Stated task: Rewrite the items below, changing each "cream collared shirt" to "beige button-down shirt" and keeping every other character the same.

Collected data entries
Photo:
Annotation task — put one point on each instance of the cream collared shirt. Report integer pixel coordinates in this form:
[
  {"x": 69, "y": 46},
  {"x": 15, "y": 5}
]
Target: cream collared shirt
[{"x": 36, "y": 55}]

Final result:
Photo:
Annotation task — put one point on each instance of the beige button-down shirt. Report integer pixel coordinates in this form:
[
  {"x": 69, "y": 46},
  {"x": 15, "y": 5}
]
Target: beige button-down shirt
[{"x": 36, "y": 55}]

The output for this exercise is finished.